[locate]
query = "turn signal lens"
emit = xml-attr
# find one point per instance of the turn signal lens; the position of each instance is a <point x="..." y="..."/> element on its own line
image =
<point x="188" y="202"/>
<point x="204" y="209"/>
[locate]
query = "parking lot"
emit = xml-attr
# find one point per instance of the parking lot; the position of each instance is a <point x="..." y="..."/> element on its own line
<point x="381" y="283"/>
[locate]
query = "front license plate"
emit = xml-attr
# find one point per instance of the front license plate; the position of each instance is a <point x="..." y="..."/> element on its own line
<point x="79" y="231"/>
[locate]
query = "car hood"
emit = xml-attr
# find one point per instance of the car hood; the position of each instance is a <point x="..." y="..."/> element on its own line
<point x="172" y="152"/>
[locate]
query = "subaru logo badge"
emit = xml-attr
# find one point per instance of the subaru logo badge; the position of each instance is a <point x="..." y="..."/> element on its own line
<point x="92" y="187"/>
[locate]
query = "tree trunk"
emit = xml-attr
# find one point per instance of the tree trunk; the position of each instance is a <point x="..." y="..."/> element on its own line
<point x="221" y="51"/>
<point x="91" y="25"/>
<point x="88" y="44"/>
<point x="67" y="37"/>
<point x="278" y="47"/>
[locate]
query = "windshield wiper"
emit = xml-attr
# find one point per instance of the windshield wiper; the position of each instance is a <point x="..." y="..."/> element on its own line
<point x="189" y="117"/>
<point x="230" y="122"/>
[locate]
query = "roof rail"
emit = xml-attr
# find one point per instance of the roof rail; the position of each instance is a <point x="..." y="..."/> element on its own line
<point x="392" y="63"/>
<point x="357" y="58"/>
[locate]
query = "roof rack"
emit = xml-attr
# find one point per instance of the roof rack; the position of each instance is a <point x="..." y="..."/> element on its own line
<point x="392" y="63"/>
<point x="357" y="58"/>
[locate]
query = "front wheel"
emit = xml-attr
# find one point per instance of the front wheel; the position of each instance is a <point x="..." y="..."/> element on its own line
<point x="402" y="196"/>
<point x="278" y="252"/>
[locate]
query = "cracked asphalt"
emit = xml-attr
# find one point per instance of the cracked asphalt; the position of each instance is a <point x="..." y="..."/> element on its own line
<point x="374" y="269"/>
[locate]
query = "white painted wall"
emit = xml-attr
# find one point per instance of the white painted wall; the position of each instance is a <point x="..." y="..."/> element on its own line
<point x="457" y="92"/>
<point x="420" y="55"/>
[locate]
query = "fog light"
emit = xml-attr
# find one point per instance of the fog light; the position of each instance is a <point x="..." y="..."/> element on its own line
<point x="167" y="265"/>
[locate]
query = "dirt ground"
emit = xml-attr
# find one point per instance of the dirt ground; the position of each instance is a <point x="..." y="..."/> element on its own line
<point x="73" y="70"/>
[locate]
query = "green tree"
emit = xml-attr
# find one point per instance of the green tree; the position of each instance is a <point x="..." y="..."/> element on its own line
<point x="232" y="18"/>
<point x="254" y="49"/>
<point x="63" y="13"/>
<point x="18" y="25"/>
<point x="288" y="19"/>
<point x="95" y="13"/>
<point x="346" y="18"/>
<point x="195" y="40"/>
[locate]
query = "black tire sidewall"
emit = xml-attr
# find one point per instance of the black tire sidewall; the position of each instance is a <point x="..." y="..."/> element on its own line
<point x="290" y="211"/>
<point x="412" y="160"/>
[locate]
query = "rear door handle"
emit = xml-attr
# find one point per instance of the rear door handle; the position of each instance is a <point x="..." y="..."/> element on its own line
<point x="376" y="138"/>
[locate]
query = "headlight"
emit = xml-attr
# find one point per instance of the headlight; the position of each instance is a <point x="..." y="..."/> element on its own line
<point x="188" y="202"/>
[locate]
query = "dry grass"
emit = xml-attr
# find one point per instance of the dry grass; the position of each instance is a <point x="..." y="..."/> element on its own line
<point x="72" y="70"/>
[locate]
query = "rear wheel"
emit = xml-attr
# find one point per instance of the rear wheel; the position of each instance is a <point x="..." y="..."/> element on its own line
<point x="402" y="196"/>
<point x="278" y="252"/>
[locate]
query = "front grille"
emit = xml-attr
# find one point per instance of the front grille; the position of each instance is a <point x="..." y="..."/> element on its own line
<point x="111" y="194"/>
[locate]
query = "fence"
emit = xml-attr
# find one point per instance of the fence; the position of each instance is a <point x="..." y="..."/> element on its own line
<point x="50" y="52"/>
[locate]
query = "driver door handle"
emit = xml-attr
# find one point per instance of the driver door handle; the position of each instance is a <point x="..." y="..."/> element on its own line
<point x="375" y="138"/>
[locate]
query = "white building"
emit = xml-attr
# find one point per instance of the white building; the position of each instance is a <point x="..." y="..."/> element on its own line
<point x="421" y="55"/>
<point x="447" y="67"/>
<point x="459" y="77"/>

#### [INSTRUCTION]
Restate the whole listing exactly.

#### [SOLUTION FOR THIS EXERCISE]
[locate]
query = "turn signal lens"
emit = xml-attr
# find one point per instance of the turn signal lens; the position of each instance is a <point x="..." y="..."/> element on its own line
image =
<point x="188" y="202"/>
<point x="204" y="209"/>
[locate]
query = "parking lot"
emit = xml-attr
# find one point per instance of the parking lot; the position of each instance is a <point x="..." y="..."/> element on its own line
<point x="381" y="283"/>
[locate]
query = "front license plate"
emit = xml-attr
# find one point per instance of the front license plate; the position of each instance is a <point x="..." y="..."/> element on its own line
<point x="79" y="231"/>
[locate]
query = "car hood"
emit = xml-attr
# find one point per instance of the car hood; the position of each instance is a <point x="..." y="..."/> element on its own line
<point x="172" y="152"/>
[locate]
query = "subaru logo badge"
emit = xml-attr
# find one point per instance of the subaru logo badge; the position of each instance is a <point x="..." y="..."/> element on its own line
<point x="92" y="187"/>
[locate]
query = "tree trunk"
emit = xml-attr
# find one point per instance of the tree trunk; the position of each instance is a <point x="..." y="..."/> element on its own line
<point x="221" y="51"/>
<point x="91" y="25"/>
<point x="88" y="44"/>
<point x="67" y="37"/>
<point x="278" y="47"/>
[locate]
query = "windshield wiper"
emit = xml-attr
# find one point per instance of the windshield wiper; the position of each instance is a <point x="..." y="..."/> element on its own line
<point x="189" y="117"/>
<point x="230" y="122"/>
[locate]
query = "roof rail"
emit = xml-attr
# find one point per instance of the roof rail; the position of each instance is a <point x="..." y="..."/> element on its own line
<point x="392" y="63"/>
<point x="357" y="58"/>
[locate]
query = "roof rack"
emit = xml-attr
# find one point per instance of the roof rack; the position of each instance is a <point x="..." y="..."/> element on its own line
<point x="392" y="63"/>
<point x="357" y="58"/>
[locate]
query = "front wheel"
emit = xml-attr
# find one point per instance of the front wheel; the position of each instance is a <point x="..." y="..."/> element on its own line
<point x="402" y="196"/>
<point x="278" y="252"/>
[locate]
query = "cracked asphalt"
emit = xml-attr
# find one point per instance of the cracked asphalt; the position of each instance is a <point x="..." y="..."/> element on its own line
<point x="374" y="269"/>
[locate]
query = "white painted wall"
emit = xml-attr
# find one point per instance of the white painted wall; the position of each instance is a <point x="..." y="..."/> element on its own line
<point x="457" y="92"/>
<point x="420" y="55"/>
[locate]
query = "fog light"
emit = xml-attr
# find one point per instance of the fog light; the position of each instance is a <point x="..." y="..."/> element on its own line
<point x="167" y="265"/>
[locate]
query = "dirt ground"
emit = xml-attr
# find one point per instance of the dirt ground; the position of each instance is a <point x="..." y="..."/> element on its own line
<point x="73" y="70"/>
[locate]
query = "green tree"
emit = xml-attr
# find one point per instance of the green tree; the position of each instance is a <point x="..." y="..."/> element on its own line
<point x="232" y="18"/>
<point x="254" y="49"/>
<point x="63" y="13"/>
<point x="18" y="25"/>
<point x="288" y="19"/>
<point x="95" y="13"/>
<point x="346" y="18"/>
<point x="195" y="40"/>
[locate]
query = "black tire sidewall"
emit = xml-attr
# find one point per instance of the black tire sidewall; the position of each instance is a <point x="..." y="..."/> element on its own line
<point x="290" y="211"/>
<point x="412" y="160"/>
[locate]
query = "rear door handle"
emit = xml-attr
# find one point per instance of the rear door handle; the position of each instance is a <point x="..." y="..."/> element on its own line
<point x="376" y="138"/>
[locate]
query = "headlight"
emit = xml-attr
# find one point per instance of the headlight; the position of each instance is a <point x="..." y="..."/> element on its own line
<point x="188" y="202"/>
[locate]
query = "dry grass"
emit = xml-attr
# find one point per instance of the dry grass; the position of each instance is a <point x="..." y="..."/> element on its own line
<point x="72" y="70"/>
[locate]
query = "rear wheel"
emit = xml-attr
# find one point per instance of the rear wheel; the position of each instance is a <point x="..." y="..."/> element on its own line
<point x="402" y="196"/>
<point x="278" y="252"/>
[locate]
query = "front grille"
emit = xml-attr
# find one point per instance of the front grille; the position of each instance is a <point x="..." y="..."/> element on its own line
<point x="111" y="194"/>
[locate]
query = "fence"
emit = xml-attr
# find one point per instance of the fence; the position of each instance is a <point x="..." y="..."/> element on its own line
<point x="50" y="52"/>
[locate]
query = "driver door handle"
emit = xml-attr
# find one point per instance of the driver door handle; the position of each instance is a <point x="..." y="..."/> element on its own line
<point x="375" y="138"/>
[locate]
query = "white building"
emit = xml-attr
# find one point per instance of the white building; the position of each instance is a <point x="..." y="..."/> element on its own line
<point x="421" y="55"/>
<point x="447" y="67"/>
<point x="459" y="77"/>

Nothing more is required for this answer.